--- PASSAGE FOR REVIEW Enclosed Below ---

Anastacia Sadeh’s current work explores the ongoing relationship between self awareness, emotional and somatic authenticity, and mental health. Her works are records of often fleeting emotions built through layers of water-based media and manipulated Venetian plaster. She uses both purely abstract marks as well figurative elements in her work to express her interests. Her work uses a multi-step process to symbolically suggest the mental practice of self-awareness. Her first step is create a surface texture that represents specific generationally borrowed methodologies. She creates the textures by making impressions with various fabrics that hold personal importance. She also uses tools to draw into the plaster while it is still damp at times. These surface modifications symbolically acknowledge the rippling effects that the 'fabric' of generational trauma and other pre-conditioned methodologies have on self-identity. The second step within the process of her work involves creating painted marks that involve the element of accident and forces outside her direct control (like gravity and directed air flow). This carthartic step elicits the peace in letting go of what we cannot control. It also references the commom human experience of reactive emotions. Emotions that are experienced but not consciously chosen. The last step is to represent the process of self-awareness through the power of choice. The previous painted marks are used to create the new whole. Some are covered with new colors while some guide the whole of the work's composition. It is the last step in representing the unique human ability to respond to our emotions rather than simple react to them. Her work explores and celebrates human complexity. The potential for mental healing through emotional authenticity and self-awareness are themes within all her work. Her current preference is to work on either stretched canvas or cradled wood panels as these readily support the application of layered paint and plaster.
My current work explores the transient and complex nature of human emotions as they relate to the importance of mental health and wellness. My work is a thoughtfully explored collection of abstracted portraits of various emotions as they move through their fragile and often fleeting existence. It is an exploratory record of the felt, but unseen.
My personal reflections (both conscious and subconscious) are built through literal layers of paint and plaster as a record of the temporal nature of human emotions. I begin the foundational layers of my works with an ironic sense of purposeful accident by allowing for my chosen medium to move without my immediate influence. Using gravity and air to guide the patterns of the paint, I create the compositional skeleton of each piece upon which the entire work is then based. This step represents my acknowledgment that much of our circumstances and our resulting emotions cannot be chosen or controlled. I then use these loosely guided marks to begin my finished work in the same way I have learned to sit with any number of unchosen emotions before I intentionally decide my response to them. This process of gradually gained control is a therapeutic nod to the power of acceptance and sanctuary of spiritual faith.

--- End of Enclosed PASSAGE FOR REVIEW ---

**PROBLEM SET**
a) Decide whether each statement below agrees with the artist statement. For each, answer yes or no and quote the words from the artist statement that settle it. (i) The artist makes surface textures by pressing fabrics that matter to her personally into the plaster. (ii) Her current preference is to work on paper. (iii) She uses gravity and air to guide the patterns of the paint.
b) Carry the artist statement forward, starting right after its last sentence.

--- ENTRIES SUPPLIED Enclosed Below ---

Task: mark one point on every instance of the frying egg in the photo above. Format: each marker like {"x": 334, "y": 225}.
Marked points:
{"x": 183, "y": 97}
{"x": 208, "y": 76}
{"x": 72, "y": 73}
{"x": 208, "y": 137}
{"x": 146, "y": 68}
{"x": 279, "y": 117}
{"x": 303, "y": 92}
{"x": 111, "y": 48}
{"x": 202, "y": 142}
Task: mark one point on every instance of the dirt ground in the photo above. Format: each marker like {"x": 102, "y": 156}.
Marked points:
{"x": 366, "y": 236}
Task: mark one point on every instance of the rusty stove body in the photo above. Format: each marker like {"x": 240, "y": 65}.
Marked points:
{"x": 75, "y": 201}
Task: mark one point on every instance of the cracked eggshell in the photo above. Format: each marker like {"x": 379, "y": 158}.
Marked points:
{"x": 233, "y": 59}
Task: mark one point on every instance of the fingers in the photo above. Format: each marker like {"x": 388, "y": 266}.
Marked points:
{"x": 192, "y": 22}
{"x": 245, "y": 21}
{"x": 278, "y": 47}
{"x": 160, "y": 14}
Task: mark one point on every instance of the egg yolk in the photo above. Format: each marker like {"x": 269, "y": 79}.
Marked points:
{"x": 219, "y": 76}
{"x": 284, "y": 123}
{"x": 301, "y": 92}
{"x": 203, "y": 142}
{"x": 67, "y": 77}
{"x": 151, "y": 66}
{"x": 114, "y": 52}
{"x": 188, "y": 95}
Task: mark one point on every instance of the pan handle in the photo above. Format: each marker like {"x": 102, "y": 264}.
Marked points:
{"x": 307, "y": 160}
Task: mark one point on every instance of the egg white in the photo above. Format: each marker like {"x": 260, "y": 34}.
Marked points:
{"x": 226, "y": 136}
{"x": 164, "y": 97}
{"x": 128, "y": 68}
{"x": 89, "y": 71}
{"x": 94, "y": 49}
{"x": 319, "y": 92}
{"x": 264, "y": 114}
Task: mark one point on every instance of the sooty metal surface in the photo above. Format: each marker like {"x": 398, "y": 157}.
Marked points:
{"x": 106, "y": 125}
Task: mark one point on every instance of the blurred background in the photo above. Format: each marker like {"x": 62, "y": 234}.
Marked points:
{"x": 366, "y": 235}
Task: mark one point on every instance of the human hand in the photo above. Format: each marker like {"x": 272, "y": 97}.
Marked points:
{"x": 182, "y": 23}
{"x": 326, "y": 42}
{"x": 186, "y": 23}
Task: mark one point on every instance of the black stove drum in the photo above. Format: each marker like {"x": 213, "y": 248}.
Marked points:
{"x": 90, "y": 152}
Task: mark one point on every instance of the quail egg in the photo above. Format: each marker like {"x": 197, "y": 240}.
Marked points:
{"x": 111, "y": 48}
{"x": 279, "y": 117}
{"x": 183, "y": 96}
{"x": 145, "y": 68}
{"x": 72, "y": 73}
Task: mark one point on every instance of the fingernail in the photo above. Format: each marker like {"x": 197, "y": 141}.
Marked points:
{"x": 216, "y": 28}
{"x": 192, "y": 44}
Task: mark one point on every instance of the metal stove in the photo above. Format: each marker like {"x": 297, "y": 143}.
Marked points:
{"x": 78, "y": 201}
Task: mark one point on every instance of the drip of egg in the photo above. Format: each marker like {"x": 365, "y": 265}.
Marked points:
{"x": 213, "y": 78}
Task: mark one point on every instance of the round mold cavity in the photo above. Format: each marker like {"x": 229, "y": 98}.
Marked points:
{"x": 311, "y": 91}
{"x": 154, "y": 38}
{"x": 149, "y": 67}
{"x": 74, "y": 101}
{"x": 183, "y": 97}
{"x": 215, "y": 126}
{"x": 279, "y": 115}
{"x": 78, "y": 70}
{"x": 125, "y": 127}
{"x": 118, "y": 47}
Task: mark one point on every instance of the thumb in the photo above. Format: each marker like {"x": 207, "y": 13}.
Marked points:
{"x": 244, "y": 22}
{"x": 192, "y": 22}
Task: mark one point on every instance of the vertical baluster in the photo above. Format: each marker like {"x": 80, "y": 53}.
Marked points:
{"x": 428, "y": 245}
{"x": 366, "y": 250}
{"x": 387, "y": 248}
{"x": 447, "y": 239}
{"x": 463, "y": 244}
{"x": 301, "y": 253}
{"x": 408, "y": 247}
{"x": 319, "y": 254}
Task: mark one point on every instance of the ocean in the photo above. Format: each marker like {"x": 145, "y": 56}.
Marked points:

--- End of Enclosed ENTRIES SUPPLIED ---

**RESULTS BY TASK**
a)
(i) Yes: "She creates the textures by making impressions with various fabrics that hold personal importance."
(ii) No: "Her current preference is to work on either stretched canvas or cradled wood panels as these readily support the application of layered paint and plaster."
(iii) Yes: "Using gravity and air to guide the patterns of the paint, I create the compositional skeleton of each piece upon which the entire work is then based."

b)
My compositions are usually a combination of these accidental and subsequent deliberate marks and colors; however, I sometimes include representations of recognizable objects. These representations serve a personal and instructional role that convey a concrete thought about which I am curious. However I decide to make the compositions unfold, it is the act of creating multiple layers that serve as my most loved visual objective. This process is a recurring theme in my pieces. It reflects how choices in life build upon themselves to create the whole. As far as mediums, I primarily use acrylics and other water based mediums over a foundation of manipulated Venetian plaster. The plaster represents the emotional ‘skin’ of a person and/or myself. Sometimes I sand the plaster to a smooth surface to represent the nature of innocence. At other times, I manipulate it into various textures using fabric to acknowledge the connection that the fabric of our pasts has on the emotions of our present.
The ironic nature of control and how it is gained emotionally is woven through each of my works. It presents itself both boldly and quietly to reflect how control presents itself both subconsciously as well as directly throughout the duration of emotional processing. It is something I encounter as a constant and therefore it is layered into to each piece. In some works, the branch like marks (made by the process of chance mentioned above) work in harmony with the whole of the work, but in others these same foundational marks are obliterated as the emotion being dealt with at the time of the work struggles with accepting the nature of control in its entirety. My intuitive color choices and abstract mark marking serve as a conduit for my current emotions as I experience them. I seek to gather a deeper awareness of my emotions' existence, as well as to capture their transient nature and fleeting lifespan. It is through this construct I choose to honor the importance of mental health and wellness.